-- START DOCUMENT EXTRACT --

Try some Scholl Concepts compound (S17) and a firmer pad for starters. If you've got a lot of deeper swirling you might want to use a more aggressive compound. Difficult to say to be honest but Audi paint is generally very hard.


----------



## Tangerine Knight

thanks for ,what pad do you think i should be using ?

the machine has 6 speed settings on it i am doing it on 2,do you think i should turn it up a bit more ?


----------



## Jay89

Can anyone recommend a good polish to be using when machine polishing? Have some Mers stuff in the garage but it seems a bit too abrasive


----------



## Tangerine Knight

ive finally got the combination right using a microfibre da cutting pad and some poorboys ssr 2.5 really has transformed the car 
still got a few marks but they have been reduced and look better


----------



## Jay89

blackpoolfc said:


> ive finally got the combination right using a microfibre da cutting pad and some poorboys ssr 2.5 really has transformed the car
> still got a few marks but they have been reduced and look better


Where's best Internet spot to get the poor boys polish from?

-- END DOCUMENT EXTRACT --

GOAL A | Copy out all four object detection records that come after the car polishing thread, and leave the pictures out of your copy.
The records have no connection to the car polishing thread.

-- START MATERIAL FOR THE TASK --

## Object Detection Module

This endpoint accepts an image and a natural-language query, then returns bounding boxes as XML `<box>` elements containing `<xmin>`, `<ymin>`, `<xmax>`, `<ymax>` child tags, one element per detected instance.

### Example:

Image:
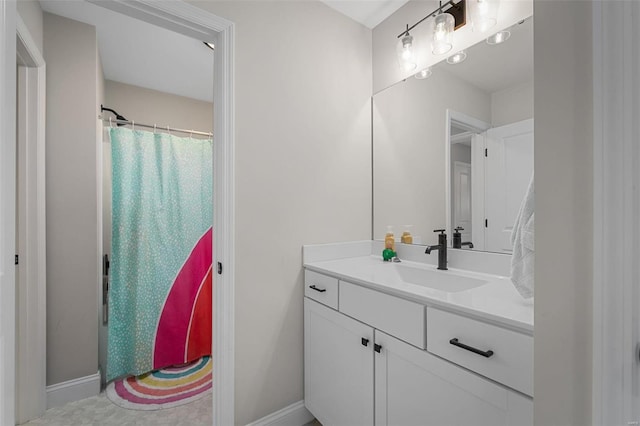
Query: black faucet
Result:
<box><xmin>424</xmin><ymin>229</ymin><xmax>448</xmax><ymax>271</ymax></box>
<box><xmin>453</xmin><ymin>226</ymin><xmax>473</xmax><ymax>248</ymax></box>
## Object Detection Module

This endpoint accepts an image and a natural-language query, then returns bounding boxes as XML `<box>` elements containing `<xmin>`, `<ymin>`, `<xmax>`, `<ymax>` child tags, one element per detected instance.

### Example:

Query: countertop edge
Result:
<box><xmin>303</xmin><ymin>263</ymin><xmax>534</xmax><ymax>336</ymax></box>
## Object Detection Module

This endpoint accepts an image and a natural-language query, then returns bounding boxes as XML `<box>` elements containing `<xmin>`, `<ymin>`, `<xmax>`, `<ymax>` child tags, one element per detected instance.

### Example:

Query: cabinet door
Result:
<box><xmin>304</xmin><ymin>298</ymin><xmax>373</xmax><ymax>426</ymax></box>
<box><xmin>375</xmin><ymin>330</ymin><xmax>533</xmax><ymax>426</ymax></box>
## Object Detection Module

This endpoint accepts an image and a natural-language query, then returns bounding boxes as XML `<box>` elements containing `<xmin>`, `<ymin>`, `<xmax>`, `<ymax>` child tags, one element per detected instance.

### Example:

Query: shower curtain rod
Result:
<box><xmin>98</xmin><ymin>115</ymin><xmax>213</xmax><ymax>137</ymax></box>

-- END MATERIAL FOR THE TASK --

GOAL B | Translate this sentence from the car polishing thread into Spanish: "If you've got a lot of deeper swirling you might want to use a more aggressive compound."

FINISHED ANSWER A |
## Object Detection Module

This endpoint accepts an image and a natural-language query, then returns bounding boxes as XML `<box>` elements containing `<xmin>`, `<ymin>`, `<xmax>`, `<ymax>` child tags, one element per detected instance.

### Example:

Image:
Query: black faucet
Result:
<box><xmin>424</xmin><ymin>229</ymin><xmax>448</xmax><ymax>271</ymax></box>
<box><xmin>453</xmin><ymin>226</ymin><xmax>473</xmax><ymax>248</ymax></box>
## Object Detection Module

This endpoint accepts an image and a natural-language query, then returns bounding boxes as XML `<box>` elements containing `<xmin>`, `<ymin>`, `<xmax>`, `<ymax>` child tags, one element per detected instance.

### Example:

Query: countertop edge
Result:
<box><xmin>303</xmin><ymin>263</ymin><xmax>534</xmax><ymax>336</ymax></box>
## Object Detection Module

This endpoint accepts an image and a natural-language query, then returns bounding boxes as XML `<box>` elements containing `<xmin>`, `<ymin>`, `<xmax>`, `<ymax>` child tags, one element per detected instance.

### Example:

Query: cabinet door
Result:
<box><xmin>304</xmin><ymin>298</ymin><xmax>373</xmax><ymax>426</ymax></box>
<box><xmin>375</xmin><ymin>330</ymin><xmax>533</xmax><ymax>426</ymax></box>
## Object Detection Module

This endpoint accepts an image and a natural-language query, then returns bounding boxes as XML `<box>` elements containing `<xmin>`, `<ymin>`, `<xmax>`, `<ymax>` child tags, one element per detected instance.

### Example:

Query: shower curtain rod
Result:
<box><xmin>98</xmin><ymin>115</ymin><xmax>213</xmax><ymax>137</ymax></box>

FINISHED ANSWER B | Si tienes muchos remolinos más profundos, quizá te convenga usar un compuesto más agresivo.